## Problem
Please write out exactly the lines of the data below from the line holding "Find the ceiling fan blade" through the line holding "Find the wooden", and leave out the rest.

#### Dataset records

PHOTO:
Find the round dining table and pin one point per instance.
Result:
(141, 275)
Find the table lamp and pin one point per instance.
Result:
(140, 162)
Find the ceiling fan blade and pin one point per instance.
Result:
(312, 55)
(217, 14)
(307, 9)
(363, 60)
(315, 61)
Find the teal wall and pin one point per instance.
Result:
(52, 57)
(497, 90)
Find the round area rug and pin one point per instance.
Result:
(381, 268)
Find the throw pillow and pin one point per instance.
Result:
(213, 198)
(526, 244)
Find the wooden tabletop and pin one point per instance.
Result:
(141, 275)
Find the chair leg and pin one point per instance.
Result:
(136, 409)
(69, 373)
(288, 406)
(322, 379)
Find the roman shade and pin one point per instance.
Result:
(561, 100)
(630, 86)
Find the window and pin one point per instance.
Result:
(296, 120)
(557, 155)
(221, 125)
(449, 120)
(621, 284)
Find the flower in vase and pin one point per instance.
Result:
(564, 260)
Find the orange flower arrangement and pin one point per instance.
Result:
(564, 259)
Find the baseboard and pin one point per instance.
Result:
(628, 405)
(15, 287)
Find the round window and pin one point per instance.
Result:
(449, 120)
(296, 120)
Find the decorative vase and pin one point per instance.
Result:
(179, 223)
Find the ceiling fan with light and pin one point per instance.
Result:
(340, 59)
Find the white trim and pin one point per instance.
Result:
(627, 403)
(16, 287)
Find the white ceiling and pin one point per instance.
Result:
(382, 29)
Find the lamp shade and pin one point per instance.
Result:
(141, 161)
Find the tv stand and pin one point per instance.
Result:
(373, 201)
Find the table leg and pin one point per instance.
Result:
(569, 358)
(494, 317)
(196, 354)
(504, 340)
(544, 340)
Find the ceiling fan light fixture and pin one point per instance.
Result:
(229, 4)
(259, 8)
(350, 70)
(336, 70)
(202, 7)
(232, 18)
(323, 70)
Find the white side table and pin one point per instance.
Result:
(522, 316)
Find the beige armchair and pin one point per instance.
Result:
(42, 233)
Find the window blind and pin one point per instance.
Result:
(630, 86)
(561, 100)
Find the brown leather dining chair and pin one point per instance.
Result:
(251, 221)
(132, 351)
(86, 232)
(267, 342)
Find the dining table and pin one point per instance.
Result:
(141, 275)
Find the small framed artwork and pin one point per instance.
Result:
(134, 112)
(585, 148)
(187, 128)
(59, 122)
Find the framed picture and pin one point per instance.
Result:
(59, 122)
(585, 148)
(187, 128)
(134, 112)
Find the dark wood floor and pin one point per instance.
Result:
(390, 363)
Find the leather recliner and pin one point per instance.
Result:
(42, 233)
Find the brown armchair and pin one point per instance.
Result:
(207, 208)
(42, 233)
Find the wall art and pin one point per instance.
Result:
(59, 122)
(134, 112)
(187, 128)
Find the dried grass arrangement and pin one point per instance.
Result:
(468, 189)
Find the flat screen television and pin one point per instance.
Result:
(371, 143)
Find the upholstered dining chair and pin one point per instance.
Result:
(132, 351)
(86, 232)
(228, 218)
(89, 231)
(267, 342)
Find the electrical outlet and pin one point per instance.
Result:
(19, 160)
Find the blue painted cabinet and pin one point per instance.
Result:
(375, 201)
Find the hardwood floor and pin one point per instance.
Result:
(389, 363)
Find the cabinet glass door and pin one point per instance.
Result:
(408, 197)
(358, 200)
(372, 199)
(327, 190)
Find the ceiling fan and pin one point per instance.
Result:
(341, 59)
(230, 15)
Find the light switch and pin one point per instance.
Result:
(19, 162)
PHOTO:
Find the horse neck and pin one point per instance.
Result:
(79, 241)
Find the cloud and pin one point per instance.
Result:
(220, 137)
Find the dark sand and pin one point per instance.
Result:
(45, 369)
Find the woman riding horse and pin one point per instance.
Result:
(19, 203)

########

## Answer to this task
Find the ceiling fan blade and pin one point per instance.
Result:
(312, 55)
(217, 14)
(307, 9)
(363, 60)
(315, 61)
Find the teal wall and pin one point per instance.
Result:
(52, 57)
(497, 90)
Find the round area rug and pin one point per instance.
Result:
(381, 268)
Find the throw pillow and pin one point per instance.
Result:
(213, 198)
(526, 244)
Find the wooden tabletop and pin one point per instance.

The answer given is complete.